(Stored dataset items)
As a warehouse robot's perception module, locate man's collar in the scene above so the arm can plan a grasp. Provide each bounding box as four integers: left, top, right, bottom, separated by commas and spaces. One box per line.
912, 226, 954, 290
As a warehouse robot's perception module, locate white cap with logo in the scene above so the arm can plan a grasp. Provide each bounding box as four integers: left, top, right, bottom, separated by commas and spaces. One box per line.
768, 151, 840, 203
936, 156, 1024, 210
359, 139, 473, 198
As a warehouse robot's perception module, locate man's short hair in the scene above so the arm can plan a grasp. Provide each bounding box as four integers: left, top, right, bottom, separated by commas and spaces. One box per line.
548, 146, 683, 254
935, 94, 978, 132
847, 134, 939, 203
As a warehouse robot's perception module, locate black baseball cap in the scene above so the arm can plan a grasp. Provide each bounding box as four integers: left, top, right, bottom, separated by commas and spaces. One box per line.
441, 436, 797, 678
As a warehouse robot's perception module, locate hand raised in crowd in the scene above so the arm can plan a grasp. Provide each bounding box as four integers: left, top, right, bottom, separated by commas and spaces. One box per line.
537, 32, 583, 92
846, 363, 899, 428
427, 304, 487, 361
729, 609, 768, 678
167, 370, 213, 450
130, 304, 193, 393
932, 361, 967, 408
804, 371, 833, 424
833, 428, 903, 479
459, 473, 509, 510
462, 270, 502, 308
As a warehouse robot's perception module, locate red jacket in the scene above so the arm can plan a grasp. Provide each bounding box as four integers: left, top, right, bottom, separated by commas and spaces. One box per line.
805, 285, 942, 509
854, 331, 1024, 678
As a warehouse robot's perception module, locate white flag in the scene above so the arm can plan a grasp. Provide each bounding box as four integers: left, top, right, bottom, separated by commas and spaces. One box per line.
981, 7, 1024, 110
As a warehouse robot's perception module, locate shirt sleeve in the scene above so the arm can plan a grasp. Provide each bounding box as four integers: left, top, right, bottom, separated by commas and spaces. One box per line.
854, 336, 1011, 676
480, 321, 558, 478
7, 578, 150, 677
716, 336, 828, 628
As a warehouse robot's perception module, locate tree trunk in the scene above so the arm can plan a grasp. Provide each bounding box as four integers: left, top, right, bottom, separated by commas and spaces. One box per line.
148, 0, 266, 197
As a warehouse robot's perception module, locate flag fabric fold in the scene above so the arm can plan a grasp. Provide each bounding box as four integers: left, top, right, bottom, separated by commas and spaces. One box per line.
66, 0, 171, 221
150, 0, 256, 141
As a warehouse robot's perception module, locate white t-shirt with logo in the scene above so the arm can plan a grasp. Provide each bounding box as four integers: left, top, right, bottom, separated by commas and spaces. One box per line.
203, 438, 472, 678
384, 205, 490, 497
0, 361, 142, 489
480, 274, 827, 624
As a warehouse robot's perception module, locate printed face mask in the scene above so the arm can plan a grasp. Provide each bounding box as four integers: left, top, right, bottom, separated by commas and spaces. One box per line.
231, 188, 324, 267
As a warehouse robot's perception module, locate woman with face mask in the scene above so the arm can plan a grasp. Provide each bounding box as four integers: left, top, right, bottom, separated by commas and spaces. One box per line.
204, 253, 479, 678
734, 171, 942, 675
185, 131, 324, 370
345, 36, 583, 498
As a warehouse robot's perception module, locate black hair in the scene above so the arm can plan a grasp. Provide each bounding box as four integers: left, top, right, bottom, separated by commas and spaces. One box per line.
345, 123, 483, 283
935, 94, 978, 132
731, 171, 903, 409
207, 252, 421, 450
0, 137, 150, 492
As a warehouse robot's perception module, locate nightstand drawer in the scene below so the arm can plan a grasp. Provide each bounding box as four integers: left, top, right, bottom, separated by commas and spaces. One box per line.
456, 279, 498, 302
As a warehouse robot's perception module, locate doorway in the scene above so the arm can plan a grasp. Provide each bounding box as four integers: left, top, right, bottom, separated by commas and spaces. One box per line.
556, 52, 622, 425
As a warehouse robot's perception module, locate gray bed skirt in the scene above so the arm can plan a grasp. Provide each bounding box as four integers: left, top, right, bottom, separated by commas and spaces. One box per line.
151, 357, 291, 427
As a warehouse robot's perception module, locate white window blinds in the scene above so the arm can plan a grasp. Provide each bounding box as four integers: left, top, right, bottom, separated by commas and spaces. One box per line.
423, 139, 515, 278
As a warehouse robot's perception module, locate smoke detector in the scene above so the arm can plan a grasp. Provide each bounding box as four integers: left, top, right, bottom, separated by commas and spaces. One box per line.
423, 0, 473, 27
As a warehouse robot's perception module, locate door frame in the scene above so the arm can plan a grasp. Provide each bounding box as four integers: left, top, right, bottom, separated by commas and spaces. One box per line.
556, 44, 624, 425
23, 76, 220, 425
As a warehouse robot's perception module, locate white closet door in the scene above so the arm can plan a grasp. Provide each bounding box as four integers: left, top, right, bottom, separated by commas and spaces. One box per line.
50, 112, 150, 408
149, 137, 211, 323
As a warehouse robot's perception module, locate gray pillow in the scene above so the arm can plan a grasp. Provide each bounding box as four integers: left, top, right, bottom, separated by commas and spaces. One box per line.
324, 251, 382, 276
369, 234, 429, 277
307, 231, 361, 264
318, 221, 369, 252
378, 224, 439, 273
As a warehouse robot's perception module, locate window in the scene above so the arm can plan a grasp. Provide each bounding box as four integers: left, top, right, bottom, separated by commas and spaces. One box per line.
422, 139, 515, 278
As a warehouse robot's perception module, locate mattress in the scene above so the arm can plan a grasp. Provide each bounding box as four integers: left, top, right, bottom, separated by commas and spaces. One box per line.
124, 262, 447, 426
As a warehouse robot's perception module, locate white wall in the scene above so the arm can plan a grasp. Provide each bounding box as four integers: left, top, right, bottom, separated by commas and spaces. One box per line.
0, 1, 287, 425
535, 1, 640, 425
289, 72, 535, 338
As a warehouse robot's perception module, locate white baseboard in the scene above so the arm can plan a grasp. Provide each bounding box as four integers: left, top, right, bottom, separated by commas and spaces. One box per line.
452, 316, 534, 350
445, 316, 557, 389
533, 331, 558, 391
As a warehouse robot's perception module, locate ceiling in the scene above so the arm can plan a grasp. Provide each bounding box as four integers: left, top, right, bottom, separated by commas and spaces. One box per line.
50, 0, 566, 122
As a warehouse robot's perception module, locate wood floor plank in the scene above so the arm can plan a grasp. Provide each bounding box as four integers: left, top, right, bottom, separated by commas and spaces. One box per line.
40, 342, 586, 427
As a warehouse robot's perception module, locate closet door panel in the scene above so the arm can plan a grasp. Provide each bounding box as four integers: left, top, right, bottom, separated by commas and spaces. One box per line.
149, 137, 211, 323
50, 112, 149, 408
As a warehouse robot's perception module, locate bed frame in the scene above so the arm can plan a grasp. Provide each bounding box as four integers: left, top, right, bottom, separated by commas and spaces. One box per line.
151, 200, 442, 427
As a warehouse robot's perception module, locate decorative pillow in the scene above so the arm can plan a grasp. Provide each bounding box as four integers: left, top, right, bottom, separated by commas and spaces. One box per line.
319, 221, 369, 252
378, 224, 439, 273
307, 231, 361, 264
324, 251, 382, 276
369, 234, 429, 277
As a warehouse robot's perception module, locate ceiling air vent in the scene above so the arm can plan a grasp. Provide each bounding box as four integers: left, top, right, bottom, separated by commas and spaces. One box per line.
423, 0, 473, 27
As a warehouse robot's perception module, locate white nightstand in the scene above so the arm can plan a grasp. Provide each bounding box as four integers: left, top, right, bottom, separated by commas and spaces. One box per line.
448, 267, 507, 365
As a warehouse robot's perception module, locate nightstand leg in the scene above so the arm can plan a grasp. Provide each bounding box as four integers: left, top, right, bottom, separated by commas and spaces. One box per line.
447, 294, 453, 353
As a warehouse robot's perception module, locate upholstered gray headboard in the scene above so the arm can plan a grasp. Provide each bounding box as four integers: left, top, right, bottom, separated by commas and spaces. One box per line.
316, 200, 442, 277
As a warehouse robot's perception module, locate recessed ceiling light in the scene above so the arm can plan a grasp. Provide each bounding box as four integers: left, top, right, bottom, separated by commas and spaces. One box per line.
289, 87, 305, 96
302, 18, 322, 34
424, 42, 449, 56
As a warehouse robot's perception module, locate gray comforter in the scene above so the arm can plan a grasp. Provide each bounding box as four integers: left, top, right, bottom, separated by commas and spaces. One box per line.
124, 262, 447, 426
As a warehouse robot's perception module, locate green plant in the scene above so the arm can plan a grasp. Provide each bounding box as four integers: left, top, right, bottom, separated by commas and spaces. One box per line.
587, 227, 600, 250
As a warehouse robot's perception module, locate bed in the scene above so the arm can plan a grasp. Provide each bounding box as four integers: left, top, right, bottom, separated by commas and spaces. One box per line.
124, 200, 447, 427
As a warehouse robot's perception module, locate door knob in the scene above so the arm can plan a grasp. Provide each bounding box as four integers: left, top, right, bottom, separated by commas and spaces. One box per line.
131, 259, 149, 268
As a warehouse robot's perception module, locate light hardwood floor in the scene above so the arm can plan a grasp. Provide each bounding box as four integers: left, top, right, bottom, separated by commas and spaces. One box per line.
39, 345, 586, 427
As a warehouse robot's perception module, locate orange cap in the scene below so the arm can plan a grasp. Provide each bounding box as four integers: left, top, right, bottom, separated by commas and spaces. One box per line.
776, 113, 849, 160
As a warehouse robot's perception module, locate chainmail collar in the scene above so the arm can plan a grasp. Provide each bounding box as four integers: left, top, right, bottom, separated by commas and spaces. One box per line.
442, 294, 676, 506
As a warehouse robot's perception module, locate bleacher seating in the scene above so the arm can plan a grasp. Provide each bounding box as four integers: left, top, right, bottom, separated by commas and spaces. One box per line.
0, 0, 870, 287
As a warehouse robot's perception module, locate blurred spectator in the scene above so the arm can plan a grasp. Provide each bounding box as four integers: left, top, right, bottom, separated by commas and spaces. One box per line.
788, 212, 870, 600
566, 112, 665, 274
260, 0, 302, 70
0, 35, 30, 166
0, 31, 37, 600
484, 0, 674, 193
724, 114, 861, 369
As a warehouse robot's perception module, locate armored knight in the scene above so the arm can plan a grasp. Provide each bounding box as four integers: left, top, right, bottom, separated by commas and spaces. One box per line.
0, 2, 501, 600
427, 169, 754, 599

Instructions for the task: Starting at the line containing "As a warehouse robot's perception module, locate gray bed" and ending at the line containing "23, 76, 220, 425", rewrite that portion of the data with "smoke detector" swapped for "fire alarm" and everything else left unchanged.

Full answer:
As a warehouse robot's perception module, locate gray bed skirt in the scene above so the arm can plan a grasp. Provide each bounding box as four integers: left, top, right, bottom, separated by commas and spaces. One box per line.
151, 357, 291, 427
As a warehouse robot's perception module, locate white window blinds in the scene above so the arm can plan a grasp. Provide each bounding box as four integers: left, top, right, bottom, separated by commas and spaces. One box per line.
423, 139, 515, 278
As a warehouse robot's perception module, locate fire alarm in the scene above so the arm can plan a grasp. Provide each bounding box as four integers: left, top, right, bottom, separated by commas and spaces. One box per line.
423, 0, 473, 27
As a warehouse robot's perception module, locate door frame in the scene above so the arm can plan a grasp. Provide each bounding box as four integers: left, top, right, bottom, separated by commas and spaces. One box per line.
556, 44, 624, 425
23, 76, 220, 425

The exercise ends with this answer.